Extract
-*-

Because of that shift — and the bandwidth it takes — wifi is expanding fivefold, and that kind of network power comes with other perks, like the ability to easily consolidate some tasks.

Single-Order Strategy Builds on the Omnichannel Approach

When retailers speak of “omnichannel,” technically they typically think of all of the different ways they have to reach and sell to customers, but that also means many different transaction points for them to integrate.

By using connected hardware and the cloud, AT&T can help turn all of those separate transactions from the same consumer into just one order. That means tracking transactions from any channel that may have a separate processing method and converting them into a single order simply by integrating their connectivity methodology.

“Omnichannel was about connecting points of sale for consistency: e-commerce, in-store, catalog, over the phone, any way they could purchase,” Michael said. “But that means I could have four different orders for the same item. Now, retailers want to create a single order, even if the same consumer is using multiple channels, which can cut costs, streamline inventory tracking and make the process and consumer experience more efficient.”

-*-

Questions to answer
1. By how much is wifi expanding, according to the excerpt?
2. Please repeat the stretch of the excerpt from "When retailers speak" through "them to integrate.".
The entries have no connection to the excerpt.

Records from a data source:
-*-

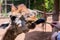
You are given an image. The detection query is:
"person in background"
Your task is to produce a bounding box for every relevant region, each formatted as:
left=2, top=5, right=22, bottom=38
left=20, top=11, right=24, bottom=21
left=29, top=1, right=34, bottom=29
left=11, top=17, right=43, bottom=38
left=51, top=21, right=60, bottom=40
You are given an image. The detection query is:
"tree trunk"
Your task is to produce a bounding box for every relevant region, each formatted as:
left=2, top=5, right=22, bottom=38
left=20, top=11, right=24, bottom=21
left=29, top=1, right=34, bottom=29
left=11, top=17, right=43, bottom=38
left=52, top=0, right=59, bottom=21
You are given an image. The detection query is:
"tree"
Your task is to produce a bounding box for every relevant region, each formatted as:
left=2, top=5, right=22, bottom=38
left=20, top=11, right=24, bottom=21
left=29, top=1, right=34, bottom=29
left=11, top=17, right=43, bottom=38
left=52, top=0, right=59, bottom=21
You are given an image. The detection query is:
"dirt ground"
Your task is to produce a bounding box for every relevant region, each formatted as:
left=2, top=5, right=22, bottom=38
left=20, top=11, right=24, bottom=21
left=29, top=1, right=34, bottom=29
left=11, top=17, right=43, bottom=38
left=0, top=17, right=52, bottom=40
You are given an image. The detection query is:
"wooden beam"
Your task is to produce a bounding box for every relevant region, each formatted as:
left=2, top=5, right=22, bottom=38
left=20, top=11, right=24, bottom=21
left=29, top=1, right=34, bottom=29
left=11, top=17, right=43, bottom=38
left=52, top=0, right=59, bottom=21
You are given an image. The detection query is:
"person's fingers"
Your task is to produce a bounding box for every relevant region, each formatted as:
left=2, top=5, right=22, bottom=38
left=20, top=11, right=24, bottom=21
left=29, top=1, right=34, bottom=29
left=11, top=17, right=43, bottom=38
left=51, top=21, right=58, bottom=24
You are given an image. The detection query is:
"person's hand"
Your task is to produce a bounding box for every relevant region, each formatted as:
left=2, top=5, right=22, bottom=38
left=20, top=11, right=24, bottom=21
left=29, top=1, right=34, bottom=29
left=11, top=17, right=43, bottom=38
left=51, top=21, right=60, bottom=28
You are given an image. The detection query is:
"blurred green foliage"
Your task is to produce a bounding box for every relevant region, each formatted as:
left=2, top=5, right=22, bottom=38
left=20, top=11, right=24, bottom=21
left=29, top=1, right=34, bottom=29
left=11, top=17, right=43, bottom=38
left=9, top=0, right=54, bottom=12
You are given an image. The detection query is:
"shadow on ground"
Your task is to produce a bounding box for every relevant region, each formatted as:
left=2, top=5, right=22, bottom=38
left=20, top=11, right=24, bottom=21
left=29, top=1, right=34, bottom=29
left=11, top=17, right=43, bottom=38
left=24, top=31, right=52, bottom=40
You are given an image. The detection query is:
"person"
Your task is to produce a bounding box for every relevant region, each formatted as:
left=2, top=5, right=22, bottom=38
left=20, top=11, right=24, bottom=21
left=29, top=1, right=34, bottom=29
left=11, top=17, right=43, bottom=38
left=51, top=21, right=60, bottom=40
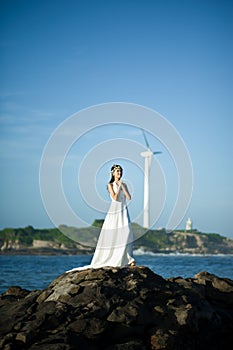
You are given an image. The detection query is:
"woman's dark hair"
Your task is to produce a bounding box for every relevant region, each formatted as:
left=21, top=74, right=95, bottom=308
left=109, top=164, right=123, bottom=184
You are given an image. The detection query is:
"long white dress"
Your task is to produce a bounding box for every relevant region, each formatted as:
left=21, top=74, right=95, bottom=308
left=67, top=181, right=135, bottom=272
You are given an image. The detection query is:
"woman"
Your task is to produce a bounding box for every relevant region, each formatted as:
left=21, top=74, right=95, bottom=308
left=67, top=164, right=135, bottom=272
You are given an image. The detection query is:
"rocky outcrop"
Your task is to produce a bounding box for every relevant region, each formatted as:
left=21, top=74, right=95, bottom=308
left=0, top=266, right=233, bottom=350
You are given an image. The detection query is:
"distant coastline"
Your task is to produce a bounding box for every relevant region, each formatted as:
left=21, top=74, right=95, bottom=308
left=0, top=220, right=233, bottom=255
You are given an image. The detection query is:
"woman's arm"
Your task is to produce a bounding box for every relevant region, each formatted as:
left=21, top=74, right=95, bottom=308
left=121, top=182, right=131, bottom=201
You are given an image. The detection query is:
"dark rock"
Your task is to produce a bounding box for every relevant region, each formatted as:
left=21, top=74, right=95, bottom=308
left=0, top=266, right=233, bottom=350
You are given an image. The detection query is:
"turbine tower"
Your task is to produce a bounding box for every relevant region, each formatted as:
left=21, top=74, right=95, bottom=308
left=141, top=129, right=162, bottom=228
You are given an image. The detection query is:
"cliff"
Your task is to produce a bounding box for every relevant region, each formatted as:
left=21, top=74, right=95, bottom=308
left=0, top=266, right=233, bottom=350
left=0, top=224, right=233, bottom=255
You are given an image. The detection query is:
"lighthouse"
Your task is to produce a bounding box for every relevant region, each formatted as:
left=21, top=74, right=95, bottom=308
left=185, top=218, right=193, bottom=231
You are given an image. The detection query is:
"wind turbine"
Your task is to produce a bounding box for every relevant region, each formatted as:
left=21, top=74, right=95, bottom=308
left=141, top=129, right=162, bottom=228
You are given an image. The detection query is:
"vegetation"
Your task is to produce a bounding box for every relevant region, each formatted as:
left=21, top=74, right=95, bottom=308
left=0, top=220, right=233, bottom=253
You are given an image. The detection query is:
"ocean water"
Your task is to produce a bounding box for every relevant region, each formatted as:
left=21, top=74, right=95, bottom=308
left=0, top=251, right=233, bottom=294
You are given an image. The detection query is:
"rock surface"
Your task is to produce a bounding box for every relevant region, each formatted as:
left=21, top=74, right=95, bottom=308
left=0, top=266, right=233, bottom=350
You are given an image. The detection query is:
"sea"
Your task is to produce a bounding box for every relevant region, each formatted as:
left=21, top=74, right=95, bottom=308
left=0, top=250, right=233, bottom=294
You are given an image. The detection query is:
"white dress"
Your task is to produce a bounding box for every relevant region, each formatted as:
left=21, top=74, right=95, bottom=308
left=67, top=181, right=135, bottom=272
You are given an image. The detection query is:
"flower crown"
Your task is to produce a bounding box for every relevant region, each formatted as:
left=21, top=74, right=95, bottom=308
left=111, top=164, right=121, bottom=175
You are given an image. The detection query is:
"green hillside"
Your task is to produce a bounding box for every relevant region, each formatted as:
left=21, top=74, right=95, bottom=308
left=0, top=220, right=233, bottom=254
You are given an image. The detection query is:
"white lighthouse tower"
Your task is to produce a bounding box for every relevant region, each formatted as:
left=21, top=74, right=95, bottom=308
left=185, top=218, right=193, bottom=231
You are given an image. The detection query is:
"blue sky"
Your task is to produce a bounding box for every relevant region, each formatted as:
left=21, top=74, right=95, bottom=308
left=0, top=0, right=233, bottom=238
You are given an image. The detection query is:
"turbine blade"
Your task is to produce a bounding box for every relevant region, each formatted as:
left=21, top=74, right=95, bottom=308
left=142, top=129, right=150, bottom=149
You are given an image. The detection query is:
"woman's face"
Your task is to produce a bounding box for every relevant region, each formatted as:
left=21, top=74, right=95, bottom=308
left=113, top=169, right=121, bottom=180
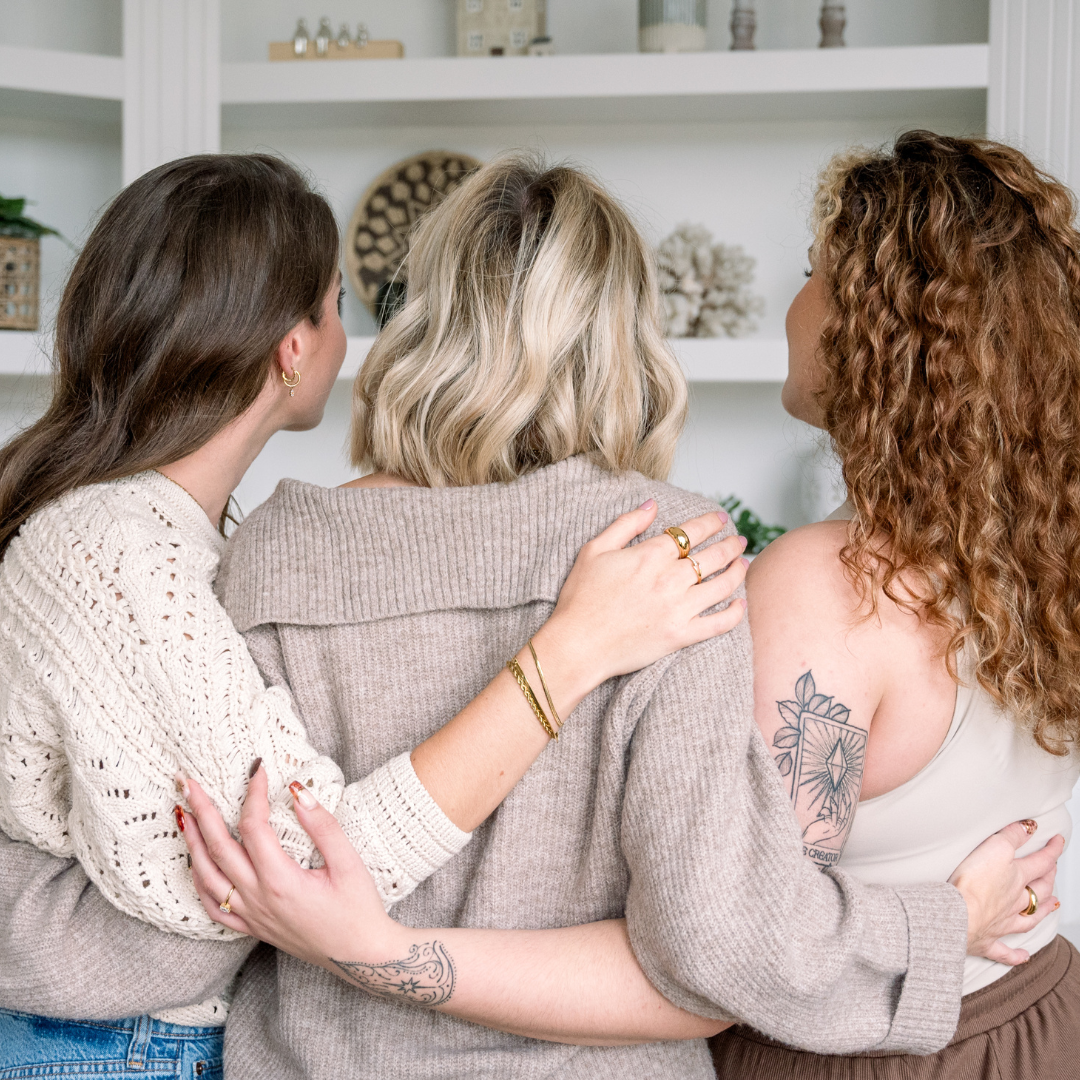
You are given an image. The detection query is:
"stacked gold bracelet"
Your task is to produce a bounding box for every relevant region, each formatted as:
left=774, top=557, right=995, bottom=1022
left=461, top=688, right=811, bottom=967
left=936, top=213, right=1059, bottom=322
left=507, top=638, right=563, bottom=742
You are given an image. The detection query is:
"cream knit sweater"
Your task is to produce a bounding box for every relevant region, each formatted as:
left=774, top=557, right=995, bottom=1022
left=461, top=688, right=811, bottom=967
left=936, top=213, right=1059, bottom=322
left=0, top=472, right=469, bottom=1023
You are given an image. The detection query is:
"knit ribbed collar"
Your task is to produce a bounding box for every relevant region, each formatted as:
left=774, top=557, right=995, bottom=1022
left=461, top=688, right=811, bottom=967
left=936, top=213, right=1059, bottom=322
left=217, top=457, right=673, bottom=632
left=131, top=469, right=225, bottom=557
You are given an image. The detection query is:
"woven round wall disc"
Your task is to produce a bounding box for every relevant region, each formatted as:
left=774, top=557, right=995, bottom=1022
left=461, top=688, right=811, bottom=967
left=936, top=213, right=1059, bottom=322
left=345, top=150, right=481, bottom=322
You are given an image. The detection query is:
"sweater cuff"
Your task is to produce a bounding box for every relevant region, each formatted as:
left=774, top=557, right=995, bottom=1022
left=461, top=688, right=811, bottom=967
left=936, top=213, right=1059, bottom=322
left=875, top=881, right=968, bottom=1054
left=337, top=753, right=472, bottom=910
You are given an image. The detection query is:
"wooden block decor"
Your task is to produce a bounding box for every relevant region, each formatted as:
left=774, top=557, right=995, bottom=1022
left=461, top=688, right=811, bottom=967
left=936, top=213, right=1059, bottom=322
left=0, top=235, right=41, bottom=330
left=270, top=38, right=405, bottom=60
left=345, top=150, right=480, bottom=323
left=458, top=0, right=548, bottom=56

-*-

Solutions to each task
1. Fivefold.

2.
When retailers speak of “omnichannel,” technically they typically think of all of the different ways they have to reach and sell to customers, but that also means many different transaction points for them to integrate.